● **REQUESTS**
**1)** In the text on web data extraction, what represents the relationships among elements in the HTML graph?
**2)** Carry on the text on web data extraction from the point at which it stops.

● **QUOTED TEXT**
***

BACKGROUND INFORMATION

1. Field

The present disclosure relates generally to web data extraction, and more specifically to a method and system for web data extraction using meta-path graphs.

2. Background

Conventional web data extraction methods have limitations and challenges. Current methods of extracting web data from HTML documents predominantly rely on predefined templates, fixed pointers or rigid rules. These approaches suffer from scalability issues, requiring substantial maintenance overhead to set up and manage crawlers through manual feature engineering and logic definition.
Due to the forgiving nature of HTML syntax that allows variations and shortcuts while designing an HTML document, extracting data from HTML documents can pose additional challenges. These variations in HTML syntax can lead to several drawbacks when trying to extract data. Some of the drawbacks are ambiguity in structure, parsing errors, inconsistent data extraction and difficulty in identifying elements.
Furthermore, conventional web data extraction methods often fail to discriminate between relevant changes on web pages crucial for organizational use cases and inconsequential alterations resulting from page geometry modifications or noise.

SUMMARY

An illustrative embodiment provides a computer-implemented method for web data extraction. The method comprises receiving an HTML file containing HTML data and converting the HTML data into an HTML graph. Elements in the HTML file are represented by nodes in the HTML graph and relationships among the elements are represented by meta-paths. The method comprises generating feature sets for the nodes in the HTML graph. The method comprises identifying areas of interest in the HTML graph based on the feature sets of the nodes. The method comprises refining the identified areas of interest by segregating sub-structures having recurring patterns or sequences. The method comprises extracting data items from the segregated sub-structures and storing the extracted data items.
In an illustrative embodiment, the feature sets are represented by vectors. The vectors include one or more of: location or position vectors; content vectors; property features; and domain specific vectors.
In an illustrative embodiment, the method comprises detecting changes to web pages by detecting changes to the extracted data items from the segregated sub-structures, wherein the changes to the web pages are modifications or updates to the web pages. The extracted data items are standardized and stored as one or more of: key-value pairs; tabular content; and pagination.

***

● **Source data**
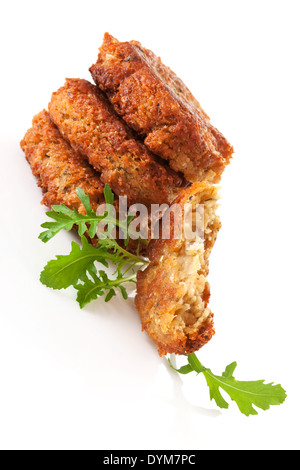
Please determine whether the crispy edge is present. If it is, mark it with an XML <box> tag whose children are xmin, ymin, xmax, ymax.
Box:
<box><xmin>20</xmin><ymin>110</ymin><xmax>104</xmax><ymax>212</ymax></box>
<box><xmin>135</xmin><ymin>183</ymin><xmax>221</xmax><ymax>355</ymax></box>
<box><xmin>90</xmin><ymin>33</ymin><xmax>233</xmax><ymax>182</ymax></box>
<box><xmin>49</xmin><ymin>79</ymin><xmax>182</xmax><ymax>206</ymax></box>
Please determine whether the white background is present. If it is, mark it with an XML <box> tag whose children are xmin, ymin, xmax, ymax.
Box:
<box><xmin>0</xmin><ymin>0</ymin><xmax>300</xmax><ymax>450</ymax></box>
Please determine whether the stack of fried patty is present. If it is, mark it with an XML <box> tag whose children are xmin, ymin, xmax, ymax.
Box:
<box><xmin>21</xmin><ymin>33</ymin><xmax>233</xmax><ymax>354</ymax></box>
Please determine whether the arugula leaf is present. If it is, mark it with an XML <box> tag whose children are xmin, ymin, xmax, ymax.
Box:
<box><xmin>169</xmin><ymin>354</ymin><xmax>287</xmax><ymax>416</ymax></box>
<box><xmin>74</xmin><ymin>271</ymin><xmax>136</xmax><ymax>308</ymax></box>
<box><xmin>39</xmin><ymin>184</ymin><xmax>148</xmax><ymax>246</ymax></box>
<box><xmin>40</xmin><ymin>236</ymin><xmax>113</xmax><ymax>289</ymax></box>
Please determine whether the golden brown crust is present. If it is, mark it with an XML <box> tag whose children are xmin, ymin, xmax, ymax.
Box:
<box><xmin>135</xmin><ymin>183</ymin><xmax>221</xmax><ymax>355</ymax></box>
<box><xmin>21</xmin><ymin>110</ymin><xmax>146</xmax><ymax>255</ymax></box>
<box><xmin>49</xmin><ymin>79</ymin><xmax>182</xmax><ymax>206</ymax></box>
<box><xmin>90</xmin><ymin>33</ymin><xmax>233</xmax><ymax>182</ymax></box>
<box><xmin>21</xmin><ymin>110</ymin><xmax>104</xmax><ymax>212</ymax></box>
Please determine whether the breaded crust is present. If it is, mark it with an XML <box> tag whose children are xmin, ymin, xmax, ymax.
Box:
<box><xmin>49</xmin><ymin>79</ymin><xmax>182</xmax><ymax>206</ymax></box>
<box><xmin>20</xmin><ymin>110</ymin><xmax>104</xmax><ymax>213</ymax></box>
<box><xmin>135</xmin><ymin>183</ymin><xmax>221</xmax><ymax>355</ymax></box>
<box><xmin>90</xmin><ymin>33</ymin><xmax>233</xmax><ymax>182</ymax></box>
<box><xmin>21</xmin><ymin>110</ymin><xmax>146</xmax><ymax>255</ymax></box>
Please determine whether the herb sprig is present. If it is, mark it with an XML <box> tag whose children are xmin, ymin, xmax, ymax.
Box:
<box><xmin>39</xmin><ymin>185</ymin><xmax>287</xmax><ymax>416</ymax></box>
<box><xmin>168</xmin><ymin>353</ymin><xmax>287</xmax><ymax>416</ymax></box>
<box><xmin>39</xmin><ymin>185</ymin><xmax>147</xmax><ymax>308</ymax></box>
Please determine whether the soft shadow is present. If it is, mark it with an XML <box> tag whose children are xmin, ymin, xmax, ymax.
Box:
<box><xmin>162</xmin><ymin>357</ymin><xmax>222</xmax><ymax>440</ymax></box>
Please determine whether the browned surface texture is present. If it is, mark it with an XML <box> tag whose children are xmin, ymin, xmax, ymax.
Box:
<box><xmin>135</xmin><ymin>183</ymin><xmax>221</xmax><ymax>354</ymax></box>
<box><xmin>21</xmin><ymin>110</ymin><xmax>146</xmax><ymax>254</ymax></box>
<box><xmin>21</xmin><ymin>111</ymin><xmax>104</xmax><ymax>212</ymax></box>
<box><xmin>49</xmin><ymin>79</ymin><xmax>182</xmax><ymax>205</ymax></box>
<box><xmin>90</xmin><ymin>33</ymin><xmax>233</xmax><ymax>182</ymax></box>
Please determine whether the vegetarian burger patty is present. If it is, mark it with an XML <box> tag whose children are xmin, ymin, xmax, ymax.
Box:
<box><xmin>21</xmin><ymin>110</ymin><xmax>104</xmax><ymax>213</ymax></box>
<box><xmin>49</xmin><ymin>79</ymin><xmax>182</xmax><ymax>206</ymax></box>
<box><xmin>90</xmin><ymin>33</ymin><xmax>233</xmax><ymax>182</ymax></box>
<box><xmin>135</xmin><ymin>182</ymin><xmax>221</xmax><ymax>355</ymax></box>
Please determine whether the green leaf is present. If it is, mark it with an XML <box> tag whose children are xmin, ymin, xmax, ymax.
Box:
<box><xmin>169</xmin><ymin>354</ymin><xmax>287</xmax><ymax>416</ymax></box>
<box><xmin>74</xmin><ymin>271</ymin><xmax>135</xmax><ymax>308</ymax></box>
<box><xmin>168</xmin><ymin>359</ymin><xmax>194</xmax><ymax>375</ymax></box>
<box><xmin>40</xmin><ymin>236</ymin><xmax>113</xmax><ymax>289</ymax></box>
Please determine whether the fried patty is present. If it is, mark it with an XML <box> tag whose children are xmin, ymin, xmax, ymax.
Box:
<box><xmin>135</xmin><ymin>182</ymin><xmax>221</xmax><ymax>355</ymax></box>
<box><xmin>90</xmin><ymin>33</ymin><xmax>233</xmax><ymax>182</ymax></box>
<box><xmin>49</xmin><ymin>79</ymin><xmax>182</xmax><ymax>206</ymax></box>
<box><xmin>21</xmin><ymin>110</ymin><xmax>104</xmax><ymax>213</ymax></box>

***

● **RESPONSES FOR EACH TASK**
**1)** Meta-paths

**2)**
In an illustrative embodiment, the method comprises determining if the changes to web pages are significant changes. If there are significant changes, users are notified via a user interface.
In an illustrative embodiment, the method comprises training a machine learning model using the significant changes to form a trained model object and segregating the sub-structures using the trained model object.
Another illustrative embodiment provides a system for web data extraction. The system comprises a storage device configured to store program instructions. The system comprises one or more processors operably connected to the storage device and configured to execute the program instructions to cause the system to: receive an HTML file containing HTML data; convert the HTML data into an HTML graph, wherein elements in the HTML file are represented by nodes in the HTML graph and relationships among the elements are represented by meta-paths; generate feature sets for the nodes in the HTML graph; identify areas of interest in the HTML graph based on the feature sets of the nodes; refine the identified areas of interest by segregating sub-structures having recurring patterns or sequences; and extract data items from the segregated sub-structures and store the extracted data items.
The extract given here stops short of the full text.